▸ **SELECTED PASSAGE**
§

The Making Of
by Jay GLENNIE
'On every street there’s a nobody who dreams of being somebody. He’s a lonely forgotten man desperate to prove that he’s alive.’
The making of Taxi Driver
By Jay Glennie
‘Taxi Driver is the fevered story of an outsider in New York—a man who can’t find any point of entry into human society.’
The opening sentence from Pauline Kael’s Taxi Driver review as seen in The New Yorker, February 2, 1976.
Travis Bickle, a Vietnam vet, who, haunted by his experiences, takes to driving a taxi cab during the night in attempt to battle his insomnia. Appalled by the Dantean nightmare he witnesses on the streets of New York, Bickle’s nocturnal life literally drives him to violence.
Upon its release Taxi Driver would become an unlikely box-office success, receive universal critical acclaim and win the 1976 Palme d’Or at the Cannes Film Festival.

§

▸ **DATA EXTRACT**
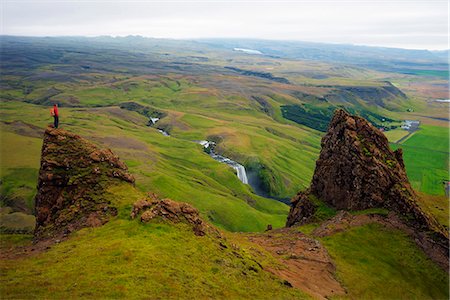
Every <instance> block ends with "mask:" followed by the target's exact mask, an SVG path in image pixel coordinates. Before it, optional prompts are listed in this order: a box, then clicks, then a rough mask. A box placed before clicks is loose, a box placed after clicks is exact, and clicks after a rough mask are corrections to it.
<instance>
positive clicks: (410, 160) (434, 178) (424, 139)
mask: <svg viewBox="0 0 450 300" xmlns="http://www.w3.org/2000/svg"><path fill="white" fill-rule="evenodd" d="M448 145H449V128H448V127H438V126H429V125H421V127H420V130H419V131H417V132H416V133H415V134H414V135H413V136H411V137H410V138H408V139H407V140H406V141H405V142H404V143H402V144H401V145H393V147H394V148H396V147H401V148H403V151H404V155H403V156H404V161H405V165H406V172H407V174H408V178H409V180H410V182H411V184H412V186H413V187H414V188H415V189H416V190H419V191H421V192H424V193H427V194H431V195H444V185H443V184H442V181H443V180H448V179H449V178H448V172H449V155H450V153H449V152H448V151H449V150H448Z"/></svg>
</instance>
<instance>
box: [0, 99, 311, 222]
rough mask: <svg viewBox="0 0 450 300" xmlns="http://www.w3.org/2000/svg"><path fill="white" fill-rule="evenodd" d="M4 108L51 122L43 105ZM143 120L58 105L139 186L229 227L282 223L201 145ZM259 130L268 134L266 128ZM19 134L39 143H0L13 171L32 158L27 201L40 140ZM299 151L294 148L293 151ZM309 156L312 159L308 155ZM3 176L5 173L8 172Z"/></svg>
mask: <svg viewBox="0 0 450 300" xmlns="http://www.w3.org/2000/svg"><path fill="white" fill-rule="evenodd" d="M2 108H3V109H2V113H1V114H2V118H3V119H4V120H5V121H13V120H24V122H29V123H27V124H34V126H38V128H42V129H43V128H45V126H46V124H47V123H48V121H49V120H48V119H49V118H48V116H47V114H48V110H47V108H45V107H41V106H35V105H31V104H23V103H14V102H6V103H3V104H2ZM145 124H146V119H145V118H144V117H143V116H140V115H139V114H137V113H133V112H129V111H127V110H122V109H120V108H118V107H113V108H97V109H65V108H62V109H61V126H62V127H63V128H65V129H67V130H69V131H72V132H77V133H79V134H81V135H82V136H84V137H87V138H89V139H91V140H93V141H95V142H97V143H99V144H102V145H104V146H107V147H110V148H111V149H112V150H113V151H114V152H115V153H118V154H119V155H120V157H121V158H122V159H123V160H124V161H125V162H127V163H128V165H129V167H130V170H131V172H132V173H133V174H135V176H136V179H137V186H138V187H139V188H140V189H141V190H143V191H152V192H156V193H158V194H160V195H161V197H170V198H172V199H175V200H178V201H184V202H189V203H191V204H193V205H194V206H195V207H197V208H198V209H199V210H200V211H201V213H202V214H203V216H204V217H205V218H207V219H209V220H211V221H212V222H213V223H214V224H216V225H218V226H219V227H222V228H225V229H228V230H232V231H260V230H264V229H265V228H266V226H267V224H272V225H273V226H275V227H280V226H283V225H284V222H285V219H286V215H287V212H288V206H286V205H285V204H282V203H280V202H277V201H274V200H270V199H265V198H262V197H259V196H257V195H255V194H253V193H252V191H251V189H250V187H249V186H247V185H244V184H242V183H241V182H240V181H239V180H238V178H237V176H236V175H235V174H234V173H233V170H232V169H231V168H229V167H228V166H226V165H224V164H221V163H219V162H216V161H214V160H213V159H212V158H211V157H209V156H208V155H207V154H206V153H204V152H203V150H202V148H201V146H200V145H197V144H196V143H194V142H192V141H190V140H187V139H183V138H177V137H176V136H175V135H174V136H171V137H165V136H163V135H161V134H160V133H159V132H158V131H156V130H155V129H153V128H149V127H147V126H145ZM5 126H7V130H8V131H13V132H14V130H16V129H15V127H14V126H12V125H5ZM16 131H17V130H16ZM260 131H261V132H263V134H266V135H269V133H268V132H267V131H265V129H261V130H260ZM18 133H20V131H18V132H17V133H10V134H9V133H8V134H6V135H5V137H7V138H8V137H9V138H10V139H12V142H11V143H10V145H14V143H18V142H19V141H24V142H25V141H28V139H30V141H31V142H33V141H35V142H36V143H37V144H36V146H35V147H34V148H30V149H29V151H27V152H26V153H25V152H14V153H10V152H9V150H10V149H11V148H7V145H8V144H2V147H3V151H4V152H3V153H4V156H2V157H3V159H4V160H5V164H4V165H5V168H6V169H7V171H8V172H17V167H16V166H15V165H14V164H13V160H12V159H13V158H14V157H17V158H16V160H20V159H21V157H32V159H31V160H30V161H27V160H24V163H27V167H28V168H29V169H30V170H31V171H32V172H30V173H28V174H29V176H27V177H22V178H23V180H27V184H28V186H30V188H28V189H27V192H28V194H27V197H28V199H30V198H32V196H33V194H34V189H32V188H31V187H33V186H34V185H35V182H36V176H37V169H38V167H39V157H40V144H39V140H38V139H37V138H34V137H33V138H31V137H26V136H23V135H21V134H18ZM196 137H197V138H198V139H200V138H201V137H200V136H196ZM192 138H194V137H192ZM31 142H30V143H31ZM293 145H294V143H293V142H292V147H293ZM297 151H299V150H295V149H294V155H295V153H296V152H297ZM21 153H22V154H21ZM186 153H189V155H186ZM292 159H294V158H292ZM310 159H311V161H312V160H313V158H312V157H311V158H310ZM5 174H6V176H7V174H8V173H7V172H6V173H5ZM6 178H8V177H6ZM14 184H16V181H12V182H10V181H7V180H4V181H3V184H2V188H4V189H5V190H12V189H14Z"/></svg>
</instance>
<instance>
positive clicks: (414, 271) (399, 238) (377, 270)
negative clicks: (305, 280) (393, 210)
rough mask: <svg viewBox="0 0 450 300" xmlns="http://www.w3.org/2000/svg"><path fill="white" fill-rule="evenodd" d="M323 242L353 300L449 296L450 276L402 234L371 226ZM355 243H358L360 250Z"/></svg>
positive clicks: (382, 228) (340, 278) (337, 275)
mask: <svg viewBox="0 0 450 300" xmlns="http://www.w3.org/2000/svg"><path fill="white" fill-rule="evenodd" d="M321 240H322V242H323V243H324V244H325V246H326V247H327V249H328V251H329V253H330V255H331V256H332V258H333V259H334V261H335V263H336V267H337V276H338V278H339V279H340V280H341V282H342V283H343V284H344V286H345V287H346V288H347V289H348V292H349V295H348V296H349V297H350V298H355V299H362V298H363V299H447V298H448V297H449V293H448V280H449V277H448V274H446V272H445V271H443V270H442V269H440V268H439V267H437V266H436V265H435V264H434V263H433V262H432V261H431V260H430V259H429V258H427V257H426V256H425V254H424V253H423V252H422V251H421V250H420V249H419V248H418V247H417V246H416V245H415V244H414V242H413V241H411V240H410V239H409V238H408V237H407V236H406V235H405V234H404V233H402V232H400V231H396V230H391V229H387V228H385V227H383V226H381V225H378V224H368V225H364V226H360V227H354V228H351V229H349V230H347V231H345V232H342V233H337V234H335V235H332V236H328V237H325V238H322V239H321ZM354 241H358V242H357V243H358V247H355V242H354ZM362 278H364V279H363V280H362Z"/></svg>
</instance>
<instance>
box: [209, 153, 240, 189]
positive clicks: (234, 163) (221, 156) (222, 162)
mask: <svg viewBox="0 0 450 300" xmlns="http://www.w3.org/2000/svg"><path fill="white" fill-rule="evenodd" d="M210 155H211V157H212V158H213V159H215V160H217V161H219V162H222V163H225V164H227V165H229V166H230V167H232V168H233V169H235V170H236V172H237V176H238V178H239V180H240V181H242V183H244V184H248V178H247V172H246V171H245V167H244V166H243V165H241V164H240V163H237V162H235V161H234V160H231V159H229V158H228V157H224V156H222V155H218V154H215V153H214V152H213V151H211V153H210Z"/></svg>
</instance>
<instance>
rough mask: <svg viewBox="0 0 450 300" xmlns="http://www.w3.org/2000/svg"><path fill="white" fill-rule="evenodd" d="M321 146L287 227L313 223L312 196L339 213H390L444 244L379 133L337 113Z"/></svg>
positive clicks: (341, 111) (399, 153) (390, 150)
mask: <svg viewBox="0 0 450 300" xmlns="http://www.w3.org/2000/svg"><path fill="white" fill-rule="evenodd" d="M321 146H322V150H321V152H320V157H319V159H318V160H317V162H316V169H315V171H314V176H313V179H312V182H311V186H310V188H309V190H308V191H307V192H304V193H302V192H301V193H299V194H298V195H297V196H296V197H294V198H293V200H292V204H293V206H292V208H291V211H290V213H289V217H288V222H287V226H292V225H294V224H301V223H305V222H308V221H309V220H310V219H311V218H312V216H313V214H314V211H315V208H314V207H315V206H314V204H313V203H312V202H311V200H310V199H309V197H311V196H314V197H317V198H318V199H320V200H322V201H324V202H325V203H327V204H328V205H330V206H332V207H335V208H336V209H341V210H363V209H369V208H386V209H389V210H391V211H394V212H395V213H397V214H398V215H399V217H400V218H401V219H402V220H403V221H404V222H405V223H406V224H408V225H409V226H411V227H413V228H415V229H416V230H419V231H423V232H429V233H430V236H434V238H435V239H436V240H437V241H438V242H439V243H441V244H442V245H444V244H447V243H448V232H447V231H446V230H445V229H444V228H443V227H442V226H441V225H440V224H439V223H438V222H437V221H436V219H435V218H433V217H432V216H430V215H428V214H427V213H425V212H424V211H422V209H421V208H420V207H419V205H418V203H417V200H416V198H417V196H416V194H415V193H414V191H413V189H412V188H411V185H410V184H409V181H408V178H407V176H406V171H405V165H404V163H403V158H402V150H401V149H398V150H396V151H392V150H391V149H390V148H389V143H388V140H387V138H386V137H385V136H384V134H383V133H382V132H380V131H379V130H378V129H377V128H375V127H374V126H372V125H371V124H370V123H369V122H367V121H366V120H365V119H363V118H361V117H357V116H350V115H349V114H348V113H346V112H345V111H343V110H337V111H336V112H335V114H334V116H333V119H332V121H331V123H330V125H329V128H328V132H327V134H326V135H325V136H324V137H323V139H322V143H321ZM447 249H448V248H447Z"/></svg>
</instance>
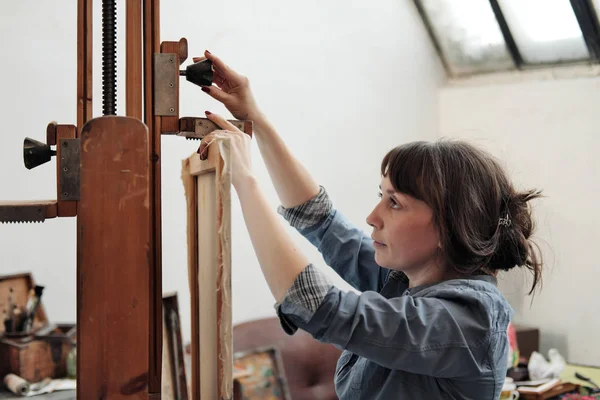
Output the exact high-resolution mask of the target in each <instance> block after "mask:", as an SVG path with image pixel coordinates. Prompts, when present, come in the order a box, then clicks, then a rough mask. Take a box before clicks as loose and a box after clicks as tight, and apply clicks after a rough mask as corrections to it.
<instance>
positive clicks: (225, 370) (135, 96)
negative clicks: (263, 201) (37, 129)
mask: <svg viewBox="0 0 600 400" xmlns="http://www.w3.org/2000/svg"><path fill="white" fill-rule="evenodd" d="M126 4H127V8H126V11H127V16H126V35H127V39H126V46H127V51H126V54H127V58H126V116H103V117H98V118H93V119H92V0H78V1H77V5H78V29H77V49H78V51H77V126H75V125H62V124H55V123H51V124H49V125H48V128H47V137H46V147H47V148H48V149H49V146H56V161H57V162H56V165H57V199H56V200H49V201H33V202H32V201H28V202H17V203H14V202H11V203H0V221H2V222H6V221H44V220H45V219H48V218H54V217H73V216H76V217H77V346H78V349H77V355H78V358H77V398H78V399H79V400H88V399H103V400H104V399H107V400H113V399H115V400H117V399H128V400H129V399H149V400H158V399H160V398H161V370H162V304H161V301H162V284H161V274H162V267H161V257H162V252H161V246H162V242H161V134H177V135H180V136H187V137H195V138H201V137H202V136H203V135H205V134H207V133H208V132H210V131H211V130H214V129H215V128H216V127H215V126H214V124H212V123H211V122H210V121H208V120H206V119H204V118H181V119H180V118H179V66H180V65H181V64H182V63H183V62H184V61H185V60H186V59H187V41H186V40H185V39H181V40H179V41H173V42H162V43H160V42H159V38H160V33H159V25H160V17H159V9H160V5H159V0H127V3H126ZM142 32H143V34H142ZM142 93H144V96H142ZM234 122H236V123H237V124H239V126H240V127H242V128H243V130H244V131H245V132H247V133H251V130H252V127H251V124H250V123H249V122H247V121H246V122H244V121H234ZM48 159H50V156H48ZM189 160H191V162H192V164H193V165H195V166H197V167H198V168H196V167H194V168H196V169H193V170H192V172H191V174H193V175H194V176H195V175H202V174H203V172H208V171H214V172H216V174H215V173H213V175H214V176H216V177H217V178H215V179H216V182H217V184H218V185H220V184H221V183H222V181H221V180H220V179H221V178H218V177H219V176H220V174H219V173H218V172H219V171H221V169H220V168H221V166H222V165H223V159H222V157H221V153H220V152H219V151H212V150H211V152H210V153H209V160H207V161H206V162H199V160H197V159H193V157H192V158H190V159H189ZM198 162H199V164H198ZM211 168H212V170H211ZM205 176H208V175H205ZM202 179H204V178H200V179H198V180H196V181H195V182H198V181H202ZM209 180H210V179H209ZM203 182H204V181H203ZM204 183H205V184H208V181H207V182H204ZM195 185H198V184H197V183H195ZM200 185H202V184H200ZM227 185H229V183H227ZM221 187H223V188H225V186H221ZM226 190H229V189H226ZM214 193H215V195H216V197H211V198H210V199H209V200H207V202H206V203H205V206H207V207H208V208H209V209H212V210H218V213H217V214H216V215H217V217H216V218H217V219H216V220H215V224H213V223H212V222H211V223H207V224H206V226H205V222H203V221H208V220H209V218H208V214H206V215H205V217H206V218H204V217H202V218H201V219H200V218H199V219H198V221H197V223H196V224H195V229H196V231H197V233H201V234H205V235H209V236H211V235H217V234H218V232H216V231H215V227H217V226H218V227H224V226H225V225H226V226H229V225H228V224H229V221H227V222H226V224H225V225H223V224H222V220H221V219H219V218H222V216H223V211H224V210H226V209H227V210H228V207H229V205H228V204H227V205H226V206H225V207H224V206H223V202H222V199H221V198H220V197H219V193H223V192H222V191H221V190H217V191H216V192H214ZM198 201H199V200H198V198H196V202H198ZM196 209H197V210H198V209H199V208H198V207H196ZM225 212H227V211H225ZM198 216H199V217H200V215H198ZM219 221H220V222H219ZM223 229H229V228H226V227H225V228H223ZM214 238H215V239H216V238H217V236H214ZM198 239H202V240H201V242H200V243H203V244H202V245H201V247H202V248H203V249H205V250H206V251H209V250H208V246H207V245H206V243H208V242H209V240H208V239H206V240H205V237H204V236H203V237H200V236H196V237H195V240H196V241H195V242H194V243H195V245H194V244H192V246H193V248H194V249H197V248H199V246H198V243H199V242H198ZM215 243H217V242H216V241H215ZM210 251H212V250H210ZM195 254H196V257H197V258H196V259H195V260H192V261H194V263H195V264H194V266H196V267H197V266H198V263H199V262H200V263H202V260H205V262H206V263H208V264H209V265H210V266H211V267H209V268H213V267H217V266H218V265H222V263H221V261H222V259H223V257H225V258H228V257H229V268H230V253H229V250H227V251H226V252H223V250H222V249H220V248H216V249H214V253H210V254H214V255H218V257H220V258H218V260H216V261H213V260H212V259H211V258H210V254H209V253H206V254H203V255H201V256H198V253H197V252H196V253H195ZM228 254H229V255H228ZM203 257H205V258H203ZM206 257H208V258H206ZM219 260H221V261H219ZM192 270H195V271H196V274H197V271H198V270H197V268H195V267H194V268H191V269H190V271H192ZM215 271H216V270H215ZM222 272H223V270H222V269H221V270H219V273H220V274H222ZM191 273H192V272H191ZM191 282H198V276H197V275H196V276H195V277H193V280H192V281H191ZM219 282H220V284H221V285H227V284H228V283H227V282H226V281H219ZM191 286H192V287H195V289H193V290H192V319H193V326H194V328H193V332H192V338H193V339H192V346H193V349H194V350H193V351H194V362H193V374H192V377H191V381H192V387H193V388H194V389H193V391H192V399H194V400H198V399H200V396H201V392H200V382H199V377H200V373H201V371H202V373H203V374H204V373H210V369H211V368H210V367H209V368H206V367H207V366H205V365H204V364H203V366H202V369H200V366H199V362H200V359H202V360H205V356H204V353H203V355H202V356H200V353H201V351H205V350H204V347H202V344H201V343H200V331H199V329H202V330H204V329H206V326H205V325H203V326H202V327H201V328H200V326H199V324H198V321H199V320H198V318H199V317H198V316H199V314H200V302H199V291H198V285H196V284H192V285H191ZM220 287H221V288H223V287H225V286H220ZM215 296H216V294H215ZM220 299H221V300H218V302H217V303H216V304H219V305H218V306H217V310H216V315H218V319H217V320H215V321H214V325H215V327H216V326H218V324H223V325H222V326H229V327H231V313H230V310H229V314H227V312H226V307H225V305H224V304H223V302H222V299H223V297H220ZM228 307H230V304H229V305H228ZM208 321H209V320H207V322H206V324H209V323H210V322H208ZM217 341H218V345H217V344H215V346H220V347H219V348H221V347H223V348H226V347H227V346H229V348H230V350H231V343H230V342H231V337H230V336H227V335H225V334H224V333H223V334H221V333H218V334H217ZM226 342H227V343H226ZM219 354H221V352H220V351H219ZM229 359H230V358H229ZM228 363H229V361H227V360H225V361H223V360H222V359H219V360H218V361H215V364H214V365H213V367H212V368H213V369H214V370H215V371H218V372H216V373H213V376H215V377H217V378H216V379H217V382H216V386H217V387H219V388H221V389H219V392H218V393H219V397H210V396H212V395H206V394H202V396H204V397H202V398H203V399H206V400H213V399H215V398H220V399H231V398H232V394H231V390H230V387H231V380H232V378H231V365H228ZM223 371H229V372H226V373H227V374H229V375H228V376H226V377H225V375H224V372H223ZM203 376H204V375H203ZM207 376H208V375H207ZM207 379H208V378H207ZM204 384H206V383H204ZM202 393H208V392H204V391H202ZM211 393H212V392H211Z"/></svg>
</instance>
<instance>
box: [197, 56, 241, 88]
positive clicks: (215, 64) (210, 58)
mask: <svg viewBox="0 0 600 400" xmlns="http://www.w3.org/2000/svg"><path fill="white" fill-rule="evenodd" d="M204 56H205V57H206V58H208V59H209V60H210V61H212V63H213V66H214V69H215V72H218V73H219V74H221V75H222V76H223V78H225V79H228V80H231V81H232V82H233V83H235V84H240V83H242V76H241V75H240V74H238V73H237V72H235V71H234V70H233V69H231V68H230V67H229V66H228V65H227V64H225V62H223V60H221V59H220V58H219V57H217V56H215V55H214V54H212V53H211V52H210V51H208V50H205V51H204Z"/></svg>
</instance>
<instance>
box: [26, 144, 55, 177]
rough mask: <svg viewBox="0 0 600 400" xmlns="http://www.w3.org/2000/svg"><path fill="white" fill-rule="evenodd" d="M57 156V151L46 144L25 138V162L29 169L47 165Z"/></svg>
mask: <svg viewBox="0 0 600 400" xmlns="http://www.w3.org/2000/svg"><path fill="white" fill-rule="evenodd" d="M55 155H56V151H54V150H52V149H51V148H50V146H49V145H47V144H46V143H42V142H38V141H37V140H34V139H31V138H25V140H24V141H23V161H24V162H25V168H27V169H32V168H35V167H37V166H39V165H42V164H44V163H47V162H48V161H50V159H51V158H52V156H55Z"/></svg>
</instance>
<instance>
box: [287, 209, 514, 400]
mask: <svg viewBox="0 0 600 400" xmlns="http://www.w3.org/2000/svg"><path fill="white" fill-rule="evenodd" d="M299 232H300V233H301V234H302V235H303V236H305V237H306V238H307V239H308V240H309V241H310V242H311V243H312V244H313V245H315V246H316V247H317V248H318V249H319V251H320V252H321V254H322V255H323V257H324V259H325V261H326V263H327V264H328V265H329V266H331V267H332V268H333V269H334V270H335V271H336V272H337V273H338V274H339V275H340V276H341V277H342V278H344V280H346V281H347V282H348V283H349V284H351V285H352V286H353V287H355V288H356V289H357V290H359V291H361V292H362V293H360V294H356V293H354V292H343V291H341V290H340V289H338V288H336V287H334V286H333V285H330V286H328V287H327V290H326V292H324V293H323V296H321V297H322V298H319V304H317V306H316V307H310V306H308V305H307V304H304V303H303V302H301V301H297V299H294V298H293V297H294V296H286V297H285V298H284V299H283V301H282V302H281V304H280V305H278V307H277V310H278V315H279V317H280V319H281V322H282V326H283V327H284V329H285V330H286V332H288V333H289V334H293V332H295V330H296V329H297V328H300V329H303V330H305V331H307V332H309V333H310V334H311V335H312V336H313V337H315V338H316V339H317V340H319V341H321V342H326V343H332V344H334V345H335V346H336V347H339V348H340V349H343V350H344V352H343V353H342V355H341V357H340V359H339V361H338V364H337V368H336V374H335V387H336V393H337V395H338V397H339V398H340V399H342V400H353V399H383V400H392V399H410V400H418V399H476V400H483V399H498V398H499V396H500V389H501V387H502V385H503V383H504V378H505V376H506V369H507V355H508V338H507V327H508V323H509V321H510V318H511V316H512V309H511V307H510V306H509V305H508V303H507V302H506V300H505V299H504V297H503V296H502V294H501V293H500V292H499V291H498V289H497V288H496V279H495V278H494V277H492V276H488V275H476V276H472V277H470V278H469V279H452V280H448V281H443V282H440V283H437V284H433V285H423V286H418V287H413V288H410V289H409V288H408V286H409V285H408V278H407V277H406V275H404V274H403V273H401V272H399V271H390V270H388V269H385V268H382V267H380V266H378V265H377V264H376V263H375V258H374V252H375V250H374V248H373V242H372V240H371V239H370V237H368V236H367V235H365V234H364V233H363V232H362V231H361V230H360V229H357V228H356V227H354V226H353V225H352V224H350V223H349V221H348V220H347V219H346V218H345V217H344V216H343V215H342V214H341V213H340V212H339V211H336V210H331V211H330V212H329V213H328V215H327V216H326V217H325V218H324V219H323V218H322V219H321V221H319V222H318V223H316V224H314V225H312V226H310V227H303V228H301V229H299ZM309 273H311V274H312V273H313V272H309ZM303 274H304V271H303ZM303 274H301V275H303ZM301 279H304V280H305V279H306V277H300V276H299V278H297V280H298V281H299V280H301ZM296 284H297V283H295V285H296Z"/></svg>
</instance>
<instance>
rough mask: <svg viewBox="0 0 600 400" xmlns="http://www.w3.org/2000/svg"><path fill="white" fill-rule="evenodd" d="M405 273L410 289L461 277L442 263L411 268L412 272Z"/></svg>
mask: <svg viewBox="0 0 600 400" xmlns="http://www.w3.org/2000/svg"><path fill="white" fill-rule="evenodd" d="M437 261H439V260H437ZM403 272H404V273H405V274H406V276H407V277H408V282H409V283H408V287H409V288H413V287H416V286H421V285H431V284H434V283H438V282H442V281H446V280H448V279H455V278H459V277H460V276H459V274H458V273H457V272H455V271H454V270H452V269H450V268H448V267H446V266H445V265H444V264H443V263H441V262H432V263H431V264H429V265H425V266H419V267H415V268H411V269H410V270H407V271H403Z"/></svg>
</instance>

§

▸ **ASSIGNMENT 1**
Name each person the Taxi Driver text mentions, listing each only once.
▸ **ASSIGNMENT 2**
Continue the text on the making of Taxi Driver from the point where it stops.

▸ **TASK RESULT 1**
Jay Glennie
Pauline Kael
Travis Bickle

▸ **TASK RESULT 2**
The ultimate tale of an outsider Taxi Driver was brought to the screen by four outsiders working without compromise.
Actor Robert De Niro: “I thought Taxi Driver had a lot of power.”
Director Martin Scorsese: “Taxi Driver is a film that when I read the script it was something I really had to make.”
Screenwriter Paul Schrader: “That is what I was: this person in an iron box, a coffin, floating around the city, but seemingly alone.”
Producer Michael Phillips: “Taxi Driver was scary to the Hollywood Studios.”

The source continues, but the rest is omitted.